Process properties specification, version 1

So, I have arrived to the point where I should define what are process properties, this mysterious database which defines every property of a process with respect to every system service which it has to deal with. Should it be based on XML ? SQL ? Architecture-specific binary blobs ? In the end, I have settled for a humble home-made text file format, inspired by the syntax of the programming languages I use and my earlier work on Hashish‘s configuration files. Read on to find out what I have come up with.

Design

Centralized or decentralized ?

First, I had to define what this specification was for. In essence, every “insulator” of the system that is contributing to the process abstraction in a significant way has an set of internal data structures about each program, specifying what its properties are (such as : which files it has access to, whether it can print, etc…). These data structures have to be saved somewhere, and for this there are basically two options :

  • Either one single file per program, stored somewhere in a system folder, which summarizes all there is to know about the associated process. Its content is then sliced and spread across insulators.
  • Or a decentralized database, where it is the job of each individual insulator to store and retrieve per-process properties

The first option has many attractive sides to it with respect to the second one. First, it allows one to load every process property in one single burst of mass storage media access, which is faster than loading lots of tiny files on pretty much every nonvolatile media in existence today. Second, it does not explicitly require insulators to access the filesystem, which is very useful in some scenarios (such as during OS boot, when the filesystem is not yet initialized). Third, it makes it easier to cleanly uninstall a program or adjust its properties (just remove or edit the aforementioned file in the system folder). Fourth, it allows a process to only request the help of some insulators, without eating up space in the internal database of others. And finally, it allows a program to specify which security permissions it requests by offering a single file which is identical in structure and can be easily diff’d against the system’s copy when new security permissions are requested (e.g. following an update)

On its side, the second option does have some advantages, such as making it easier for some insulators to have a completely different config file format or scaling better when some insulators start to request huge config files. However, I am not sure that either of these should be supported use cases, and still tend to prefer the first option.

---+---

- [Written exercise A]:
From the process properties post, extract the stretch from "Centralized or decentralized" through "spread across insulators.".
- [Written exercise B]:
Continue the process properties post, starting after its last sentence.
The listing after the process properties post has nothing to do with it.

- [Given material]:
---+---

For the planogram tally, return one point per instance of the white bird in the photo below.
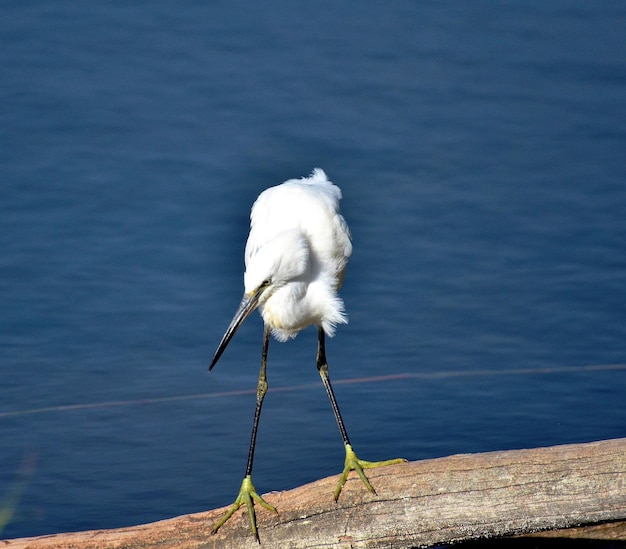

---+---

- [Answer A]:
Centralized or decentralized ?

First, I had to define what this specification was for. In essence, every “insulator” of the system that is contributing to the process abstraction in a significant way has an set of internal data structures about each program, specifying what its properties are (such as : which files it has access to, whether it can print, etc…). These data structures have to be saved somewhere, and for this there are basically two options :

  • Either one single file per program, stored somewhere in a system folder, which summarizes all there is to know about the associated process. Its content is then sliced and spread across insulators.

- [Answer B]:
What could be stored there ?

A process property database should list every insulator which the process requests access to. For each insulator, the database should specify an array of (property, value) pairs, which specify each property of the process with respect to this insulator. Property naming would follow simple rules akin to the variable naming rules of modern programming languages (alphanumeric characters + underscores, case sensitive).

On their side, values should in principle be able to contain any kind of computer data that fits in a regular text file. But, in practice, this goal is not achievable without an extremely complex (and slow) configuration file parser. So what we propose instead is to explicitly support the most common and useful value types out there, and leave it to insulators to support other sorts of value if they need to. In practice, the value types which I would be thinking about are…

  • 32-bit integer numbers (64-bit is not portable across all target architectures yet, although parsers can internally work with them on architectures that support them)
  • Boolean values (can be stored in integer, but config files are much cleaner when keywords like “true” and “false” are used)
  • 32-bit floating-point numbers (following the IEEE 754 single-precision standard)
  • Strings (initially 7-bit ASCII, with the aim to support Unicode in the future, once we are able to display it)
  • Pointers to any other process property within the same insulator, and empty (“NULL”) pointers.
  • “Custom” values (data is left unparsed by the process property parser between two reserved delimiters, allowing extra data types to be supported as needed)
  • Structures (contains a set of other values, in a C-like fashion, useful for organizing large sets of properties)
  • 1D arrays of those.

I believe that with this, most basic and advanced needs of insulator developers are covered already.

How should it be stored ?

The goal of this specification is to design configuration files that can be parsed with reasonably good performance, read and edited by hand (when developers write software without using an IDE, or when debugging the OS), and easily compared with each other using a computer program. This specification should also be future-proof, allowing features to be added or removed later.

Non-goals include lowering HDD footprint (when even low-end flash memories can store gigabytes of data, no one cares about whether all config files combined weight 32 KB or 13 KB), allowing use of extremely compact notations (you do not edit this file on a cellphone every morning, so there is no need to be clever), and offering perfect 1:1 mapping between the process property names used by the configuration file and the actual variables that these property names map to inside of the insulator code (an insulator rewrite should preferably not mean a compatibility breakage with respect to all existing programs).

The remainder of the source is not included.